• **Source text**
[Start of section]

The Bomber Boys by James Dietz
Limited Edition Print - Artist Proof
Overall Size: 33 1/4"w x 21 1/4"h
Hand signed and numbered by the artist, James Dietz.
Includes certificate of authenticity.
The Bomber Boys
On the night of 16 / 17 May 1943, in one of the most daring low-level missions of the war, the men of newly-formed 617 Squadron, under the command of Guy Gibson, attacked the great dams of the Ruhr. The story of their audacious raid gained the squadron immediate fame and thereafter they would be known simply as the ‘Dambusters’.
But for the hundreds of airmen who followed in their footsteps, the destruction of the great dams was merely the beginning for this new squadron of low-flying, precision-bombing experts. Over the next two years their courageous exploits would earn the respect of the world.
They did so under the command of some of Bomber Command’s greatest leaders.
Following in Gibson’s footsteps were men such as the inspirational Leonard Cheshire VC, described by the London Gazette as having ‘a reputation second to none in Bomber Command’, and who helped pioneer precision target marking and the accurate delivery of Barnes Wallis’s new deep-penetration ‘earthquake’ Tallboy bombs, especially in the operations against V-weapon sites in northern France.

[End of section]

• **Task set**
A) In the Bomber Boys description, on what night did 617 Squadron attack the great dams of the Ruhr?
B) Continue the Bomber Boys description from its final sentence onward.

Recorded data
[Start of section]

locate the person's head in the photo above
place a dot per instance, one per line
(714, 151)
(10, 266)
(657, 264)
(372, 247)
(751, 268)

[End of section]

• **Exercise responses**
A) On the night of 16/17 May 1943.

B)
Cheshire’s worthy successor was James Tait, who led the raids against the Tirpitz and whose Tallboy bomb eventually sank the mighty German battleship. In December 1944, having completed over 100 operations, Tait handed over the reins to Canadian Jimmy Farquier – described as probably the finest bomber pilot in the RCAF – and the man who would lead 617 Squadron until the last raid of the war.
Under his stewardship the airmen of 617 Squadron were to reach new heights of fame, delivering Tallboy’s massive big brother – the Grand Slam – Barnes Wallis’s pièce-de-résistance, a 22,000lb bomb whose warhead contained over 9,000lbs of explosive, making it the most powerful conventional bomb of World War II. In the capable hands of 617 Squadron’s specially modified Lancasters, they destroyed targets such as the great Arnsberg and Bielefeld viaducts, and the seemingly indestructible Valentin U-boat pens on the banks of the River Weser, whose huge 15ft walls supported a roof that in places was 23ft thick.
The squadron flew their last mission of the war on 25 April 1945, their Tallboys helping to destroy much of Hitler’s once-fabled mountain retreat at Obersalzberg.